§ TASK GOAL:
Restate every record exactly as it is written, while omitting the pictures it holds.

*** DATA FOR THE TASK Section Begins ***

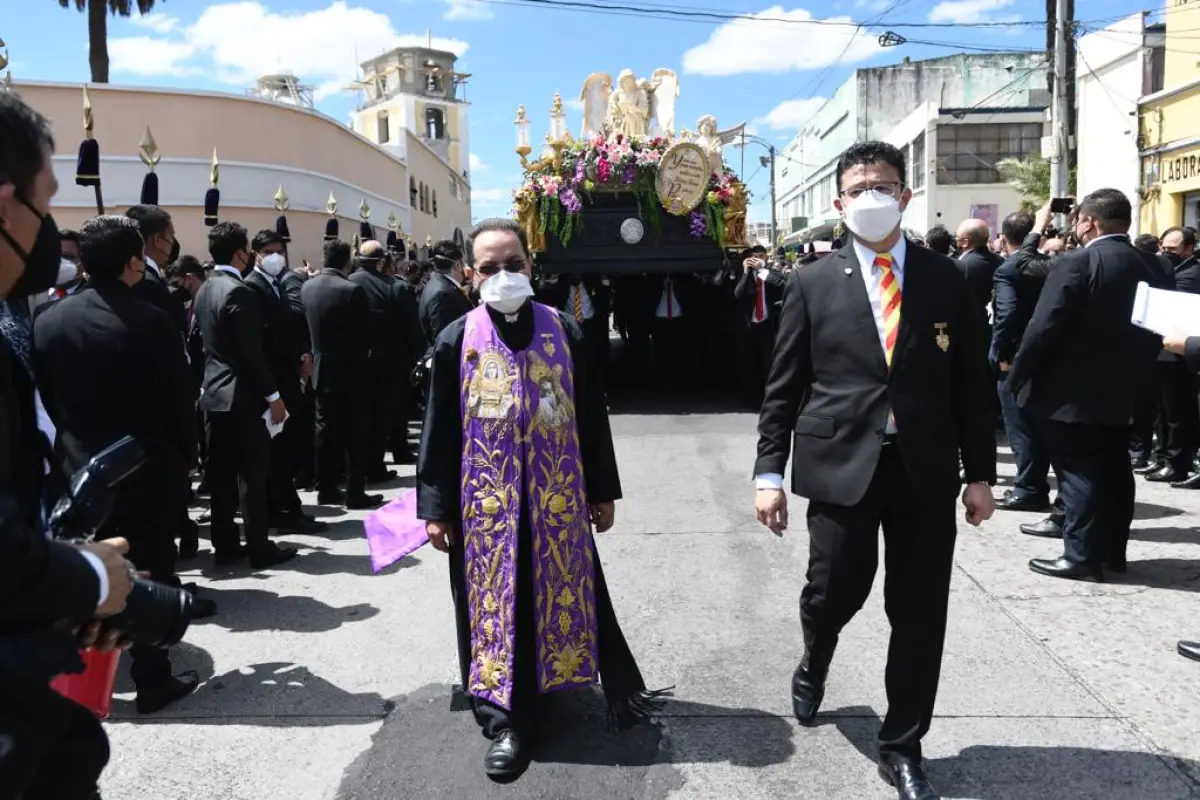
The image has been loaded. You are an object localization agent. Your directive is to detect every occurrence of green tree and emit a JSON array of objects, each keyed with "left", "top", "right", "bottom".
[
  {"left": 997, "top": 154, "right": 1077, "bottom": 212},
  {"left": 58, "top": 0, "right": 160, "bottom": 84}
]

*** DATA FOR THE TASK Section Ends ***

§ RESULT:
The image has been loaded. You are an object localization agent. Your directive is to detect every occurrence of green tree and emit a JSON array of objects, each keyed with "left", "top", "right", "bottom".
[
  {"left": 997, "top": 154, "right": 1077, "bottom": 212},
  {"left": 58, "top": 0, "right": 160, "bottom": 84}
]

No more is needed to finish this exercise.